═══ Provided text ═══

Health system-led drug company garners strong provider support
Providers are optimistic that a health system-led generic-drug company can lower drug costs and mitigate shortages, and the vast majority say they will buy drugs from the venture, according to a new survey.
Intermountain Healthcare, Ascension, SSM Health and Trinity Health are working with the U.S. Veterans Affairs Department to fight back against drug companies that unexpectedly hike the prices of decades-old off-patent generic drugs.
The providers also want to create a more reliable supply of generic drugs like sodium bicarbonate and saline that are vulnerable to shortages.
Although the health systems didn't specify what drugs their new venture will make, they want to provide both sterile injectables and oral medications either through their own facility or by contracting with existing manufacturers.
Eighty percent of nearly 750 providers, payers and pharmaceutical companies polled said they are optimistic or cautiously hopeful that the new endeavor will change the status quo, according to a Reaction Data survey. Ninety percent of 605 hospitals and clinics surveyed said they would buy drugs from the new entity.
Drug spending is expected to increase by 8% in 2018, driven by ballooning brand-name drug prices, according to the Government Accountability Office.
“This effort could teach others how to make a market for themselves and put pressure on the rest of the industry,” Dr. James Augustine, an emergency physician who works at Mercy Health hospitals in Cincinnati, told Modern Healthcare in a recent interview. “Ideally, this re-energizes the industry to be more responsible in pricing behavior.”
Not surprisingly, most of the 91 pharmaceutical companies that participated in the survey dismissed the effort, indicating that they weren’t threatened because of the complexity of the pharmaceutical supply chain and the regulatory hurdles.
Only 29% of pharmaceutical companies expected the venture to be successful, whereas 38% of payers said the endeavor will succeed.

═══

Questions:
A - In the article on the health system-led drug company, why did most of the pharmaceutical companies in the survey say they weren't threatened by the venture? Answer in one to three sentences.
B - Answer these questions from the drug company article:
(i) Which federal department are the health systems working with?
(ii) What percentage of the 605 hospitals and clinics surveyed said they would buy drugs from the new entity?
(iii) What percentage of payers said the endeavor will succeed?

═══ Records shown ═══

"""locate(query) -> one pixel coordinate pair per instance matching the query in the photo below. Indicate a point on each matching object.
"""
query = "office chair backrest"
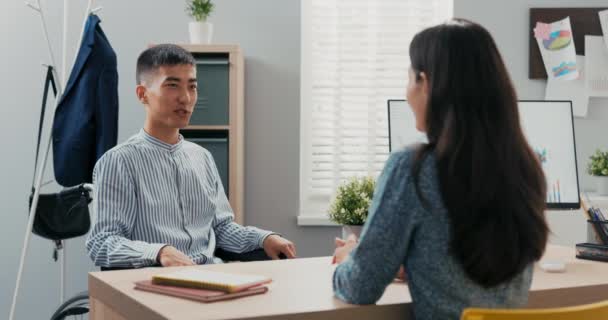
(593, 311)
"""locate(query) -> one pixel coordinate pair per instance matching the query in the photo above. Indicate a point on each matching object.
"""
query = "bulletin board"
(584, 21)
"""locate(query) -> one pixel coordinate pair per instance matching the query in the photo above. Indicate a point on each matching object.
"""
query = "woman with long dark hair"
(463, 213)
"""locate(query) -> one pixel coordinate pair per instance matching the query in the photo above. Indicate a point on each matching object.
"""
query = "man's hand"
(169, 256)
(275, 245)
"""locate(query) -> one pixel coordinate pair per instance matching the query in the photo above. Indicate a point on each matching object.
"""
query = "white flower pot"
(602, 185)
(200, 32)
(348, 230)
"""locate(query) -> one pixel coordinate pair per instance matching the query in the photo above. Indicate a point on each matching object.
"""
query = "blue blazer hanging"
(86, 119)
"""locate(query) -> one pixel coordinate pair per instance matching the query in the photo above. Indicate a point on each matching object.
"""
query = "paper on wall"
(596, 60)
(556, 46)
(604, 23)
(573, 90)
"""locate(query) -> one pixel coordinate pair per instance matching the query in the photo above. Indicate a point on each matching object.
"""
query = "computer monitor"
(549, 128)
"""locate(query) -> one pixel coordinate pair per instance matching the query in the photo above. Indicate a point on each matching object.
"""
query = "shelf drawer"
(212, 105)
(219, 150)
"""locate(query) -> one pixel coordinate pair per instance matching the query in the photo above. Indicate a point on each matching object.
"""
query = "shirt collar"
(161, 144)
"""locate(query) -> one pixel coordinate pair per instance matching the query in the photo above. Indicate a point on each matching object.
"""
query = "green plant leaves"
(352, 201)
(598, 165)
(199, 9)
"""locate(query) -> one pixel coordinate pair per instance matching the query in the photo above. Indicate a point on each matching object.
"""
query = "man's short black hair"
(161, 55)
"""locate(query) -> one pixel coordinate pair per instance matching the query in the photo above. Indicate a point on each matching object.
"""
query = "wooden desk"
(302, 290)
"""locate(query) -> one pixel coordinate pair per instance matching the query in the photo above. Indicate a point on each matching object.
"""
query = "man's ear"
(140, 91)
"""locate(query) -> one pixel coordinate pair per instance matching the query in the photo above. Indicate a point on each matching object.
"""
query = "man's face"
(169, 95)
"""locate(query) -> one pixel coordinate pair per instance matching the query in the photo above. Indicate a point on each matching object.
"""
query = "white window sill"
(309, 220)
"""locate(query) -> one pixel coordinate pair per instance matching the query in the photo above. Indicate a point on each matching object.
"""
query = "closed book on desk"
(210, 280)
(201, 295)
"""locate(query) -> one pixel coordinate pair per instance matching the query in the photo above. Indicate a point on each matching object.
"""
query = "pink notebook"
(201, 295)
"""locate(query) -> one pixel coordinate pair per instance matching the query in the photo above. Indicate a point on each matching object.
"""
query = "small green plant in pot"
(598, 167)
(351, 203)
(201, 31)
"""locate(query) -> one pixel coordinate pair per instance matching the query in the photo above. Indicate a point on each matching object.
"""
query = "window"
(354, 58)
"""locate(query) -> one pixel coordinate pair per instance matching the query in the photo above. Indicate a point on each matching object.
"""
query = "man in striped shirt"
(159, 199)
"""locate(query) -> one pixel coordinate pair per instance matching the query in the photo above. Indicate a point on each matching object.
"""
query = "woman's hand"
(344, 248)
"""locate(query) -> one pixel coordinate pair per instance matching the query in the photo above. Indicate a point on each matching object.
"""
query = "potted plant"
(201, 31)
(598, 167)
(351, 204)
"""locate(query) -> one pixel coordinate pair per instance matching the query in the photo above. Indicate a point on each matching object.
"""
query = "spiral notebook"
(200, 295)
(210, 280)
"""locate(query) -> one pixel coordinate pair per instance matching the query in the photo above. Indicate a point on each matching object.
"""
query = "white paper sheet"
(556, 46)
(604, 23)
(573, 90)
(596, 60)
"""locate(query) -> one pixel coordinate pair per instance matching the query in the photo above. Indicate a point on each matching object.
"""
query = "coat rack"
(40, 174)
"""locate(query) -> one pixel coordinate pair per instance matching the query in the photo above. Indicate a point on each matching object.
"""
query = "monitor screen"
(547, 125)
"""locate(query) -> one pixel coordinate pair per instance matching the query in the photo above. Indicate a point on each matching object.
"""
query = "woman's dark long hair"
(491, 181)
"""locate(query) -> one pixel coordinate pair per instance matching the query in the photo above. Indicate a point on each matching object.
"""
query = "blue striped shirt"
(149, 194)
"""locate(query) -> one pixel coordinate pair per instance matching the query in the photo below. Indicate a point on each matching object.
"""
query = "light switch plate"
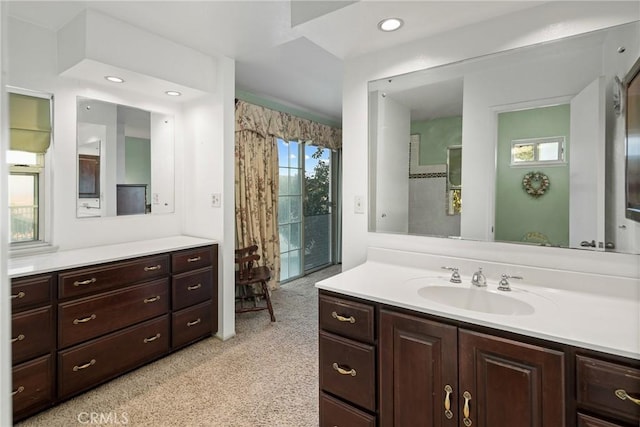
(358, 205)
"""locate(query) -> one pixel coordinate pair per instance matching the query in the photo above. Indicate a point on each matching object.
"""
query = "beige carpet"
(265, 376)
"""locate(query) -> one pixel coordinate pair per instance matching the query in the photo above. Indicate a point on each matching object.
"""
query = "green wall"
(517, 213)
(138, 162)
(435, 136)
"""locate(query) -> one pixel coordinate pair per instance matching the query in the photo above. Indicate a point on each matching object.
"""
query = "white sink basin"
(476, 299)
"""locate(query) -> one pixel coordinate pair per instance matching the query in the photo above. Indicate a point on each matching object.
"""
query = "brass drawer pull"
(153, 338)
(85, 282)
(623, 395)
(195, 322)
(340, 318)
(19, 295)
(85, 320)
(343, 371)
(465, 410)
(85, 366)
(447, 402)
(18, 338)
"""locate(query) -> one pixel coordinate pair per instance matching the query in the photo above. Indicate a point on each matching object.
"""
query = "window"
(29, 139)
(538, 151)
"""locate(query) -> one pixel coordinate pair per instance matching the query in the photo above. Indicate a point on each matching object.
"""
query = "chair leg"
(265, 289)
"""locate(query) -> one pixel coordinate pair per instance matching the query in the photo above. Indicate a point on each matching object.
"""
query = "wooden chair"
(251, 282)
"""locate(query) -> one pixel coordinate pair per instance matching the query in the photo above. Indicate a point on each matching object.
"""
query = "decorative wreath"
(535, 184)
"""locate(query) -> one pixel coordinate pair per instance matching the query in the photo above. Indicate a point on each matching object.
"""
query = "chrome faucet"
(455, 275)
(503, 284)
(478, 279)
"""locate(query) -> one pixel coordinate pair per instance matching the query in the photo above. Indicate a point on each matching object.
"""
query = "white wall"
(392, 166)
(519, 29)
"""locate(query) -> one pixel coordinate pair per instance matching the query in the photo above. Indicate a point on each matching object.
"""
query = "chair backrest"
(245, 257)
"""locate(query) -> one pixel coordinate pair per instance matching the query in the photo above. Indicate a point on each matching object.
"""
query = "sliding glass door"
(306, 213)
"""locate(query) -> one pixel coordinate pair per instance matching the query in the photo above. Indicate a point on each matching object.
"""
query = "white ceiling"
(299, 64)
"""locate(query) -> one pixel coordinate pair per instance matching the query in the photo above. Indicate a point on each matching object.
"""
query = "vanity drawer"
(32, 386)
(191, 259)
(334, 413)
(86, 318)
(191, 288)
(31, 291)
(587, 421)
(191, 324)
(347, 318)
(95, 279)
(597, 384)
(32, 333)
(347, 370)
(89, 364)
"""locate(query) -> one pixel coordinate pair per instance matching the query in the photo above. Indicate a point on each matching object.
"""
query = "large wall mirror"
(535, 131)
(125, 160)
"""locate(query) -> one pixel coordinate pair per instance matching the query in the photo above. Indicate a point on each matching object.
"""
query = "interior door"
(586, 168)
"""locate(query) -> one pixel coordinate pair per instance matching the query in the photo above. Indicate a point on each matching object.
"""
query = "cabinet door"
(510, 383)
(418, 360)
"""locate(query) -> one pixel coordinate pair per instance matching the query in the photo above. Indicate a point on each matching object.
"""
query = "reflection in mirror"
(125, 160)
(534, 123)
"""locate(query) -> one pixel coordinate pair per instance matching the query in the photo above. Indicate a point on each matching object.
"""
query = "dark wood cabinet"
(507, 383)
(32, 344)
(347, 362)
(419, 374)
(78, 328)
(609, 389)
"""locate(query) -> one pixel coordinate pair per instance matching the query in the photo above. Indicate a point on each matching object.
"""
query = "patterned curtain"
(256, 174)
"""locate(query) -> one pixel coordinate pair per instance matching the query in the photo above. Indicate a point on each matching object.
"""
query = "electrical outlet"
(358, 204)
(216, 200)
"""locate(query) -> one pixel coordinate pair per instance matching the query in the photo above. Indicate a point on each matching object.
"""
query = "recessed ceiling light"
(114, 79)
(390, 24)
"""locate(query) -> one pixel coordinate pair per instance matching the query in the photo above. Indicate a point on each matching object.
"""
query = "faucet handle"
(503, 284)
(455, 275)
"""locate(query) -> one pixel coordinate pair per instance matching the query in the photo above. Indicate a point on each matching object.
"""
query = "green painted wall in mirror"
(519, 216)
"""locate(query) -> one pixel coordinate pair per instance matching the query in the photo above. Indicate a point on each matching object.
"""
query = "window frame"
(535, 142)
(44, 171)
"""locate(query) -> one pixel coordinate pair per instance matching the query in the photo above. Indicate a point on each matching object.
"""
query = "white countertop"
(61, 260)
(590, 320)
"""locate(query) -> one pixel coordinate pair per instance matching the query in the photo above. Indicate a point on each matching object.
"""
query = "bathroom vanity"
(82, 317)
(401, 345)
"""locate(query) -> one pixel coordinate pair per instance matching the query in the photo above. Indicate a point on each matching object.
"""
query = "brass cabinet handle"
(340, 318)
(623, 395)
(447, 402)
(465, 410)
(85, 366)
(195, 322)
(85, 282)
(151, 339)
(85, 320)
(18, 338)
(343, 371)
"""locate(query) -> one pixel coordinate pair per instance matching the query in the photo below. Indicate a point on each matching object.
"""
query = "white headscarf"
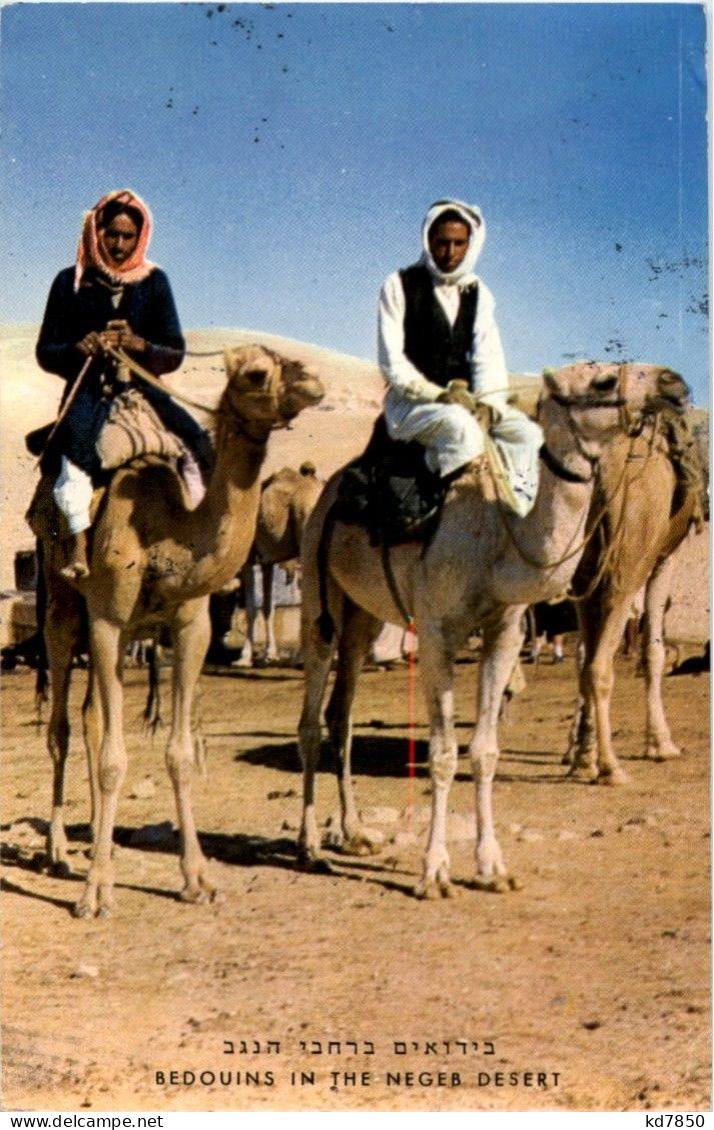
(471, 215)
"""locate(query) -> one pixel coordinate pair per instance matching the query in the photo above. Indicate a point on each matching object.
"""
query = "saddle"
(390, 490)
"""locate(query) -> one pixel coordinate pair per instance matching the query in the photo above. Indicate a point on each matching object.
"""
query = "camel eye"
(606, 384)
(257, 375)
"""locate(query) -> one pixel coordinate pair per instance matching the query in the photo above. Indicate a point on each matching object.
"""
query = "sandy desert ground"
(588, 989)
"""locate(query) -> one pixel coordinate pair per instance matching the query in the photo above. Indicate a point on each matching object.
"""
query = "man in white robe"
(436, 324)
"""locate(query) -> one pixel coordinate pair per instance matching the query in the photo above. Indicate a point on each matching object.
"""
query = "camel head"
(264, 389)
(597, 400)
(583, 403)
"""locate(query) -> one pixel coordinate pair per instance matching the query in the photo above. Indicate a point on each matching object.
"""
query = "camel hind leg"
(316, 661)
(106, 657)
(659, 742)
(62, 631)
(191, 637)
(502, 643)
(436, 659)
(359, 631)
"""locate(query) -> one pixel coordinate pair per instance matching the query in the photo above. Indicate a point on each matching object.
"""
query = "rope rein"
(603, 510)
(144, 373)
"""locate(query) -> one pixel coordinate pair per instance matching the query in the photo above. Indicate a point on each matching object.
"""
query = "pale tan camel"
(481, 567)
(155, 562)
(286, 502)
(646, 516)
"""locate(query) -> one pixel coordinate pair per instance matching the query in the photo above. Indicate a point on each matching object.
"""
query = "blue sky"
(289, 151)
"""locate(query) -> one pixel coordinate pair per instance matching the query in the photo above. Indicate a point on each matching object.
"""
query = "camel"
(646, 516)
(286, 502)
(154, 562)
(481, 567)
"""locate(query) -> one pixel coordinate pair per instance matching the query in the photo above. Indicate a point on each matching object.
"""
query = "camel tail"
(325, 625)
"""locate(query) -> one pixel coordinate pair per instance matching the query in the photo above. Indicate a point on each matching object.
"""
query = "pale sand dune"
(330, 435)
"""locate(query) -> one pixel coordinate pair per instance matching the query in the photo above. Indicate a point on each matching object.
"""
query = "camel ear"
(673, 389)
(229, 359)
(549, 380)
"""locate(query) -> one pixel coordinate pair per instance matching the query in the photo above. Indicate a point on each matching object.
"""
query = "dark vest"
(441, 351)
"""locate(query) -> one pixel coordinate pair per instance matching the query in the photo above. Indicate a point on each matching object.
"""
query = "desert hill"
(330, 435)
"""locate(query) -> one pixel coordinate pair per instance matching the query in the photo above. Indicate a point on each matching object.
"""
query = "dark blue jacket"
(148, 307)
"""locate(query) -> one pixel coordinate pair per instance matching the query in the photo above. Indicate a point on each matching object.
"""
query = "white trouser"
(72, 494)
(453, 437)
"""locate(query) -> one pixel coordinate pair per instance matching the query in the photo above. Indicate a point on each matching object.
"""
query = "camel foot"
(59, 869)
(85, 909)
(307, 860)
(76, 571)
(434, 888)
(497, 884)
(359, 843)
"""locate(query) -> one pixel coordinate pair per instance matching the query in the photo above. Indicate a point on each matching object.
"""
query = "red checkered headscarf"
(89, 252)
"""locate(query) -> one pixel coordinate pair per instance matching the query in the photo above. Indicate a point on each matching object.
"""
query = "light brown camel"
(646, 516)
(155, 562)
(286, 502)
(481, 568)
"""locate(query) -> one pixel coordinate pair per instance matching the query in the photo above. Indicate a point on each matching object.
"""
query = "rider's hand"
(456, 392)
(90, 345)
(120, 335)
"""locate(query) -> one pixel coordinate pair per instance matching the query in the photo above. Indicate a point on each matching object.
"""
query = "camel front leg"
(359, 631)
(269, 615)
(60, 636)
(191, 636)
(105, 649)
(659, 742)
(247, 583)
(436, 667)
(316, 660)
(600, 680)
(502, 644)
(93, 732)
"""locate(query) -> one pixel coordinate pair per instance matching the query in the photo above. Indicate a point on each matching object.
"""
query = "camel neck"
(223, 524)
(547, 545)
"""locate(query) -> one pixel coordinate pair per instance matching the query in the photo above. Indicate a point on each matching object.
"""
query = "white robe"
(449, 432)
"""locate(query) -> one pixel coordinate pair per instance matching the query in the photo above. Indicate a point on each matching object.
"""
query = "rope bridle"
(630, 427)
(237, 425)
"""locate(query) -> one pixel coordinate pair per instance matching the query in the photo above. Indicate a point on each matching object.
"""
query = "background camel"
(481, 567)
(287, 500)
(155, 562)
(647, 513)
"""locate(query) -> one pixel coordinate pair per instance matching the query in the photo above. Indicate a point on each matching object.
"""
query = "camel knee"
(601, 680)
(443, 765)
(58, 739)
(484, 764)
(111, 776)
(180, 765)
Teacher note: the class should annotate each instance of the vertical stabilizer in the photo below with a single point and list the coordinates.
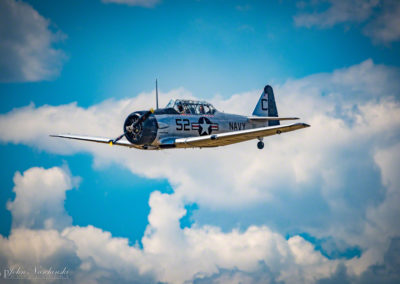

═══

Task solutions:
A - Most of the 91 pharmaceutical companies in the survey dismissed the effort. They said they weren't threatened because the pharmaceutical supply chain is complex and the venture faces regulatory hurdles.

B -
(i) The U.S. Veterans Affairs Department
(ii) Ninety percent
(iii) 38%